Task statement ▸
Where the records below reach the line containing "Target: green field", start transcribing, and end with the line containing "Target: coastline", exactly and with nothing else added.

Excerpted data ▸
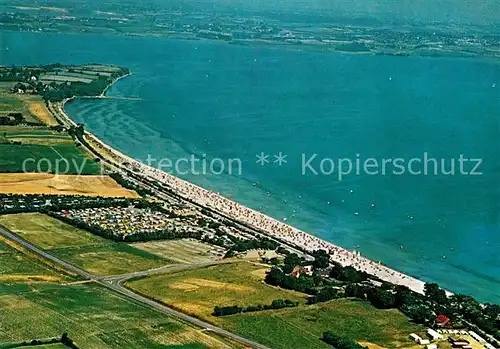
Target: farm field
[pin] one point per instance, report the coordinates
(182, 251)
(34, 135)
(58, 158)
(94, 318)
(303, 326)
(47, 232)
(58, 151)
(81, 248)
(198, 291)
(111, 259)
(32, 107)
(44, 183)
(16, 266)
(47, 78)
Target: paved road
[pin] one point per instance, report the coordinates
(114, 283)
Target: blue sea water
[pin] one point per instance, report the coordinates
(224, 101)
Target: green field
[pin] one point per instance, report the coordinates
(94, 318)
(92, 253)
(198, 291)
(111, 259)
(10, 104)
(13, 262)
(302, 327)
(39, 143)
(45, 158)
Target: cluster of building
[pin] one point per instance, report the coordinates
(456, 342)
(124, 221)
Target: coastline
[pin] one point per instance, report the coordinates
(268, 225)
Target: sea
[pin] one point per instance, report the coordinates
(277, 128)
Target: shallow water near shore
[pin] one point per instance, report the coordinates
(232, 102)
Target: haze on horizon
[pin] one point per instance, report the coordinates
(473, 12)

The answer ▸
Target: green field
[pin] one point per instance, report the coordinates
(94, 318)
(92, 253)
(198, 291)
(111, 259)
(10, 104)
(13, 262)
(302, 327)
(39, 143)
(45, 158)
Target: cluster of building
[pin] one point per instance, report the coordinates
(456, 342)
(124, 221)
Target: coastline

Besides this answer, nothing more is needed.